◆ Brano scelto
▬▬▬
E’ una giornata di sit-in, a Palermo, come ovunque, gli studenti si mobilitano sulla violenza di genere. E c’è chi invita ‘a fare rumore’. Un minuto di rumore”, per esempio, è stato celebrato al liceo classico Vittorio Emanuele II. Al suono della campanella ci sono stati applausi e una espressione di comprensibile rabbia.
La cerimonia all”Ascione’
Diversi i momenti dedicati a una tragedia. Alla cerimonia che si è svolta nel perimetro della Festa dell’albero, all’istituto ‘Ascione’, ha partecipato il direttore generale dell’Ufficio Scolastico Regionale per la Sicilia Giuseppe Pierro . “Abbiate cura anche della vostra parte più nascosta, dei vostri sentimenti e imparate ad accettarli e a coccolarli perché le vostre emozioni guidano la vostra vita – ha detto Pierro -. È impensabile che qualcuno possa non avere rispetto per la persona che ha accanto, per qualunque motivo: perché lo si considera diverso, lo si considera altro giustificando in questo modo violenza e soprusi. Non deve più accadere”.
Il dibattito al ‘Cassarà’
Si scende dalla presidenza fino al teatro della scuola, al ‘Cassarà’, per partecipare al dibattito. Le ragazze e i ragazzi, a loro volta, raccontano, qui protetti dall’anonimato. Lei e lui indicano la pluralità degli interventi, voce per voce. Lei dice: “C’era una mia amica con un fidanzato molto possessivo. Lui non voleva che uscisse da sola con noi, le sue amiche, si arrabbiava se lei abbracciava un altro ragazzo, gridava, era violento. La perseguitava in tutti i modi. Per fortuna, la mia amica ha trovato il coraggio di lasciarlo”.
“Le ragazze vanno protette”
Nella memoria scorrono le notizie di questi giorni. Il sorriso di Giulia che abbraccia un albero, sforbiciato dalla violenza, dalla sofferenza, da una fine iniqua. Lei, con la felpa, dice: “Ora ne parliamo, ma tra un po’ dimenticheremo, fino alla prossima vittima. Parlano anche i ragazzi. Lui, altra felpa chiara, dice: “Le ragazze vanno protette, se uno ama non fa certe cose che non sono da fare, a prescindere”. E si sviluppa un dibattito se, per caso, la ‘protezione’ non sia un retaggio maschilista. Ma in questo discorso c’era soltanto un porgere la mano, per non sentirsi soli.
▬▬▬
◆ Voci fornite

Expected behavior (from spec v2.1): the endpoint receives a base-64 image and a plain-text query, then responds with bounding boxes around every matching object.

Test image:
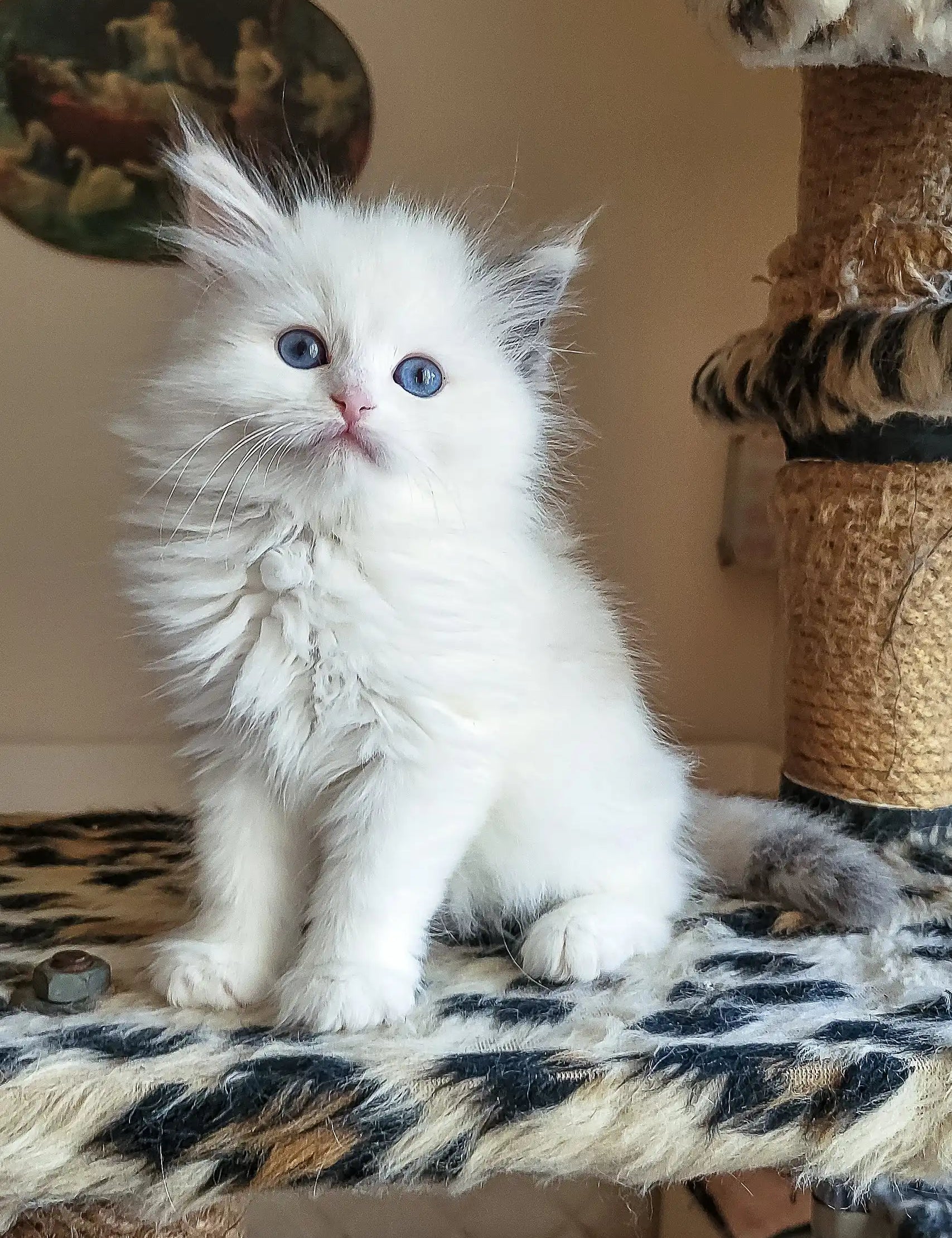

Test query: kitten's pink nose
[331,388,374,430]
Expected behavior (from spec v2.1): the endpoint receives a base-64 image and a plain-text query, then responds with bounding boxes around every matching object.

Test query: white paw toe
[521,895,671,984]
[151,938,269,1010]
[274,963,418,1031]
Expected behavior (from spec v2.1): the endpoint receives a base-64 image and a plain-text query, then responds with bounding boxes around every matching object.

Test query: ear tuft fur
[492,216,594,384]
[166,113,282,271]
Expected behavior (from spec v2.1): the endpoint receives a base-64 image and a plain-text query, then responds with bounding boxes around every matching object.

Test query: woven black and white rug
[0,812,952,1220]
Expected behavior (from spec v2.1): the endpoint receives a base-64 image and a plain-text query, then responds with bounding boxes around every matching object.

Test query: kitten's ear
[496,219,592,383]
[166,115,282,271]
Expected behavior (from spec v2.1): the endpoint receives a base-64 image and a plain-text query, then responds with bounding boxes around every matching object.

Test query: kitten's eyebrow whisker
[483,142,519,237]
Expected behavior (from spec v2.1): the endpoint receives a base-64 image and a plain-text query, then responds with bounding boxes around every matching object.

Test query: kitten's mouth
[327,426,380,464]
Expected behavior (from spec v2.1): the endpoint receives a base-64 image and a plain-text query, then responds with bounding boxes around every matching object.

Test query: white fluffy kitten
[125,132,891,1029]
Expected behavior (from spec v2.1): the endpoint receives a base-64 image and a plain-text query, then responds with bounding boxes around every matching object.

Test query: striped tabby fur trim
[691,301,952,439]
[688,0,952,73]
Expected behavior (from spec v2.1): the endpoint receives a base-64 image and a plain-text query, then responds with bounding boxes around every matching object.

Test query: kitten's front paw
[150,937,271,1010]
[280,963,420,1031]
[521,894,671,984]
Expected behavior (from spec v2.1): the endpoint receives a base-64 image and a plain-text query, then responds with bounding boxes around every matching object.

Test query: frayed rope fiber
[688,0,952,73]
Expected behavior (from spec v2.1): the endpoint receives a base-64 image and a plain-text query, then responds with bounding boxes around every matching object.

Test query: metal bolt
[32,950,113,1006]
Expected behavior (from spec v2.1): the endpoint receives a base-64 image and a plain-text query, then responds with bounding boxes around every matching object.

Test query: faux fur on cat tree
[0,812,952,1238]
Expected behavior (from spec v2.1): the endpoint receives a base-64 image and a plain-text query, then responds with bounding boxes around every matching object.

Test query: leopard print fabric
[0,812,952,1221]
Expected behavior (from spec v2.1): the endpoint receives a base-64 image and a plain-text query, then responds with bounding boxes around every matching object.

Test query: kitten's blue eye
[277,327,331,370]
[394,357,443,399]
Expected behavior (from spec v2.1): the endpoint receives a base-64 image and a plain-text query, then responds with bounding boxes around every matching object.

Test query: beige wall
[0,0,796,743]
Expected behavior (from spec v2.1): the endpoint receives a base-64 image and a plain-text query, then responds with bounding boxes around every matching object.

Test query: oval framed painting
[0,0,371,260]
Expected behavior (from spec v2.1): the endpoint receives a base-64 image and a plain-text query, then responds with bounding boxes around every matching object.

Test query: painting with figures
[0,0,370,259]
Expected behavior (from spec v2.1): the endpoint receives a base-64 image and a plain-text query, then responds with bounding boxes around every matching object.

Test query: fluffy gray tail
[691,791,901,928]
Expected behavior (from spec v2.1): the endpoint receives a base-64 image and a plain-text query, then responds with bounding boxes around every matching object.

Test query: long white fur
[117,126,852,1029]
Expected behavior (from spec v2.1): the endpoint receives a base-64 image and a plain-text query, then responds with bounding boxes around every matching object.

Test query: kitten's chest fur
[218,512,524,770]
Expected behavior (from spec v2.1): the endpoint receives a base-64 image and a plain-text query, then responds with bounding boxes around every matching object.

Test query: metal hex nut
[33,950,113,1005]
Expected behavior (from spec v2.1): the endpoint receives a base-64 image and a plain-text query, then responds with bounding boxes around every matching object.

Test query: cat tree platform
[0,812,952,1238]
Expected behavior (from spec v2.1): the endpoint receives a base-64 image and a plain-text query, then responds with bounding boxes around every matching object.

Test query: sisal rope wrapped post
[694,53,952,838]
[770,66,952,823]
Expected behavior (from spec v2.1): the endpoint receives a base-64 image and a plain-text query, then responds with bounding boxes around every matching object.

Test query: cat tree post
[694,9,952,839]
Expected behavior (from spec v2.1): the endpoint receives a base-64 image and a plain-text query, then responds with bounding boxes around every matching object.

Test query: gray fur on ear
[492,220,591,384]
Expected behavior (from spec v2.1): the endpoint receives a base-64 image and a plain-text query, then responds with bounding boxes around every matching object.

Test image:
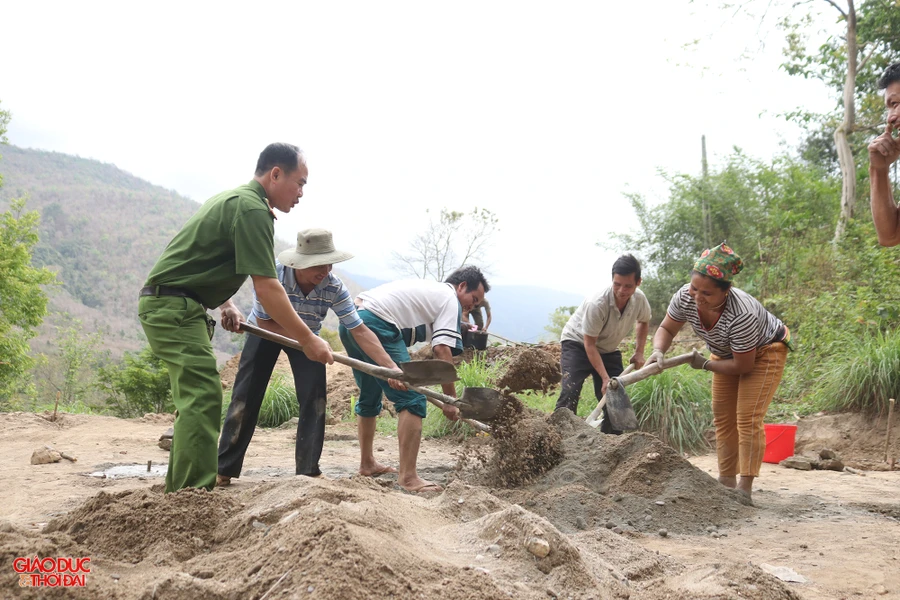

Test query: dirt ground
[0,358,900,600]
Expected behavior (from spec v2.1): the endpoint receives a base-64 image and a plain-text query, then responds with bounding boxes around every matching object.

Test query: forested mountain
[0,146,300,357]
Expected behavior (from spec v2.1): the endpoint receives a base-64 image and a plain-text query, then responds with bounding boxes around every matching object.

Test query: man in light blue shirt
[216,229,405,485]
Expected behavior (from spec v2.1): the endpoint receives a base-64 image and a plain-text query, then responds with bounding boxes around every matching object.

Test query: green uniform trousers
[138,296,222,493]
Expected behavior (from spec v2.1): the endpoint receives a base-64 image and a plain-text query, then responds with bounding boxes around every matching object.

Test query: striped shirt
[247,260,363,335]
[668,283,784,358]
[357,279,462,356]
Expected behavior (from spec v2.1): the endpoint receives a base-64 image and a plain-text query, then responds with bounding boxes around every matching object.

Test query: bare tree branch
[825,0,847,19]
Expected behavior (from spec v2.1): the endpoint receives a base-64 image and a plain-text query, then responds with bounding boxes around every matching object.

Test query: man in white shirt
[338,266,491,492]
[556,254,650,434]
▬▬▬
◆ Istruzioni di lavoro
a) Nel brano sulla mobilitazione degli studenti a Palermo, chi ha partecipato alla cerimonia all'istituto "Ascione"?
b) Traduci in inglese questa frase del brano sulla mobilitazione degli studenti a Palermo: "Al suono della campanella ci sono stati applausi e una espressione di comprensibile rabbia."
c) Prosegui il brano sulla mobilitazione degli studenti a Palermo a partire dal punto in cui si interrompe.

◆ Sezione risposte
a) Giuseppe Pierro, direttore generale dell'Ufficio Scolastico Regionale per la Sicilia.

b) At the sound of the bell there was applause and an expression of understandable anger.

c)
“Se ti innamori di quello sbagliato…”
Parlottano, le felpe, i maglioncini, i giubbotti, gli occhiali… Rimandano l’eco di una comunità sveglia, sensibile, che non ha tutte le risposte, ma ha le idee chiare, grazie al lavoro di sensibilizzazione tra i banchi. Vengono narrate altre storie di adolescenti gelosi che imprigionavano e di voli spiccati, per fortuna, nonostante le trame spesse della rete. Lei dice: “Mentre al Tg si parlava di Giulia, i miei genitori si sono voltati verso di me e mi hanno spiegato che è meglio essere sempre aperti, per non nascondere mai nulla. Ma io ho paura lo stesso. E se incontrassi uno come Filippo? Magari ti innamori di quello sbagliato e non vedi com’è”. Lei dice: “Tutti gli uomini non sono così, ma siamo sempre noi a morire. Non sono tutti gli uomini, ma sono sempre tutte le donne, siamo noi le vittime”.
Cala un altro minuto di silenzio, stavolta, non programmato nel teatro-assemblea. Dentro c’è lo sconforto, con la voglia di non arrendersi, fuori c’è il sole. Dentro c’è l’immagine sorridente di Giulia, abbracciata, stretta stretta, al suo albero. Come per non lasciarlo più.